### Task to carry out
In the listing that follows, the lines starting at the one containing "Expected: a marker on each instance of the beaded" and ending at the one containing "Expected: a marker on each instance of the wooden" are to be returned exactly, both boundary lines included, and no others.

┌─ Records provided

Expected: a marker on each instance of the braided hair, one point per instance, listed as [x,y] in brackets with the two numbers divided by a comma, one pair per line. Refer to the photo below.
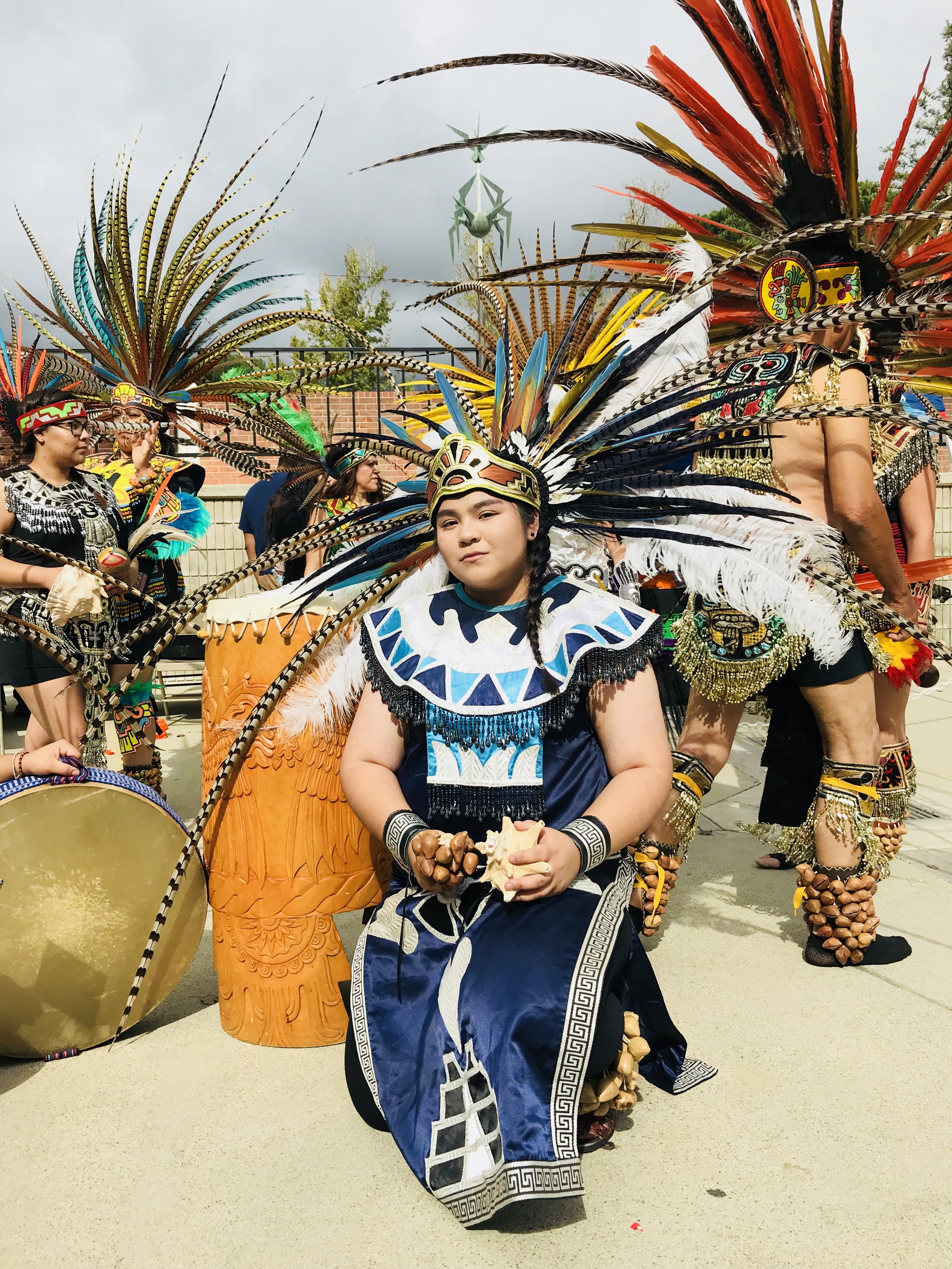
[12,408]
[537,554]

└─
┌─ Records provided

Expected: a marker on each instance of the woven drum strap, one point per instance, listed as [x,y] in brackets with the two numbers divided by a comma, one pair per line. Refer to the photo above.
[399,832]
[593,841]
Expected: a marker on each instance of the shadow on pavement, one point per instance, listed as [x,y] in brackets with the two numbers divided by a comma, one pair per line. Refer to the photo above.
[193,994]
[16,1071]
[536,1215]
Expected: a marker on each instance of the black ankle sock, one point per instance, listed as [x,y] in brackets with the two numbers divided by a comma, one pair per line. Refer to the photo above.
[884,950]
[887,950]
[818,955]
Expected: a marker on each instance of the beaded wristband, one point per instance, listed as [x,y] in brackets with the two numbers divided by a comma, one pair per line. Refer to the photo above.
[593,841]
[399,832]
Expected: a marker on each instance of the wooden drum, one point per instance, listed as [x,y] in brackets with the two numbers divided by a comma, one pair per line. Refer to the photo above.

└─

### Response
Expected: a marker on each instance of the beaded wristband, one point per instance, listed as [x,y] in brackets with the two numbers divided by a comma, one pair per line. Refer to the photo above.
[593,841]
[399,832]
Expected: a marker on each instance of the wooden drum, one point per instance, listed as [x,y] in brackets with the two numbers divided by a comma, one pair per line. Refer to the photo above.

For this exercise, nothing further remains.